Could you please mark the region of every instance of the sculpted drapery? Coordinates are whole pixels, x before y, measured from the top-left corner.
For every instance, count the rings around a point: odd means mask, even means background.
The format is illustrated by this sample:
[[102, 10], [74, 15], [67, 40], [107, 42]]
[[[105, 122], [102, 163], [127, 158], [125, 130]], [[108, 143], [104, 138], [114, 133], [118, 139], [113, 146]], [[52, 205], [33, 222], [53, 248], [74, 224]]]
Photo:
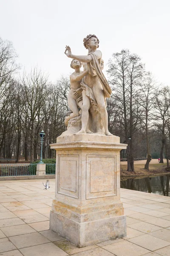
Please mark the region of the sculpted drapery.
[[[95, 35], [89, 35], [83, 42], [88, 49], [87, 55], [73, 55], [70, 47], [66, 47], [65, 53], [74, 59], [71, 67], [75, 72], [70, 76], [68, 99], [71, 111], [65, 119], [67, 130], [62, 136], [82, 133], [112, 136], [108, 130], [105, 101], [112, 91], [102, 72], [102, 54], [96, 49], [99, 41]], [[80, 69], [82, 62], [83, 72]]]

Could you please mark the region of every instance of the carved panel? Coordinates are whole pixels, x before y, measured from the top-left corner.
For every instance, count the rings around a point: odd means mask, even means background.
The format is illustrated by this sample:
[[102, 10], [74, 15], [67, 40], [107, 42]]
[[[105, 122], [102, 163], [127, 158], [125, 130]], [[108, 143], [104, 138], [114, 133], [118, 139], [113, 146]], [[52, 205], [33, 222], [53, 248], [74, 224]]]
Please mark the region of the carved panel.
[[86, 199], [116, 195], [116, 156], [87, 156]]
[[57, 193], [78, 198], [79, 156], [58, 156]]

# # #

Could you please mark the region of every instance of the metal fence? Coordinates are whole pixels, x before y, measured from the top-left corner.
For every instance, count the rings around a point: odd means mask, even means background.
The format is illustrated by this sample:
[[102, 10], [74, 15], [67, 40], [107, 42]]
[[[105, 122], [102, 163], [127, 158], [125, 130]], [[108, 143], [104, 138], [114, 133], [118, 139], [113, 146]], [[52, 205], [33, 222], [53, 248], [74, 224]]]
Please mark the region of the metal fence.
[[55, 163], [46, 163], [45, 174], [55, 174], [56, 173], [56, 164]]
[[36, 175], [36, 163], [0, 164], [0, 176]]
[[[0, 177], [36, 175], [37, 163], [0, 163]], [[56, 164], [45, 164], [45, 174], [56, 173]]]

# # #

Requirement
Rewrite only the lines from the one containing "the metal fence?" through the one containing "174], [56, 173]]]", both included, as a numbered list with no blank lines.

The output
1. Could you please mark the region of every instance of the metal fence? Coordinates are whole pixels, x before y, measured from the top-left corner.
2. For every instance, count the rings around a point: odd means mask, even means background.
3. The format is illustrated by this sample:
4. [[102, 10], [74, 15], [67, 40], [107, 42]]
5. [[[105, 122], [102, 163], [127, 158], [125, 130]], [[108, 143], [104, 138], [114, 133], [118, 139], [113, 146]], [[52, 205], [33, 222], [53, 248], [74, 224]]]
6. Please mark the region of the metal fence.
7. [[55, 163], [46, 163], [45, 174], [55, 174], [56, 173], [56, 164]]
8. [[36, 175], [36, 163], [0, 164], [0, 176]]
9. [[[0, 177], [36, 175], [37, 163], [0, 163]], [[56, 164], [45, 164], [45, 174], [56, 173]]]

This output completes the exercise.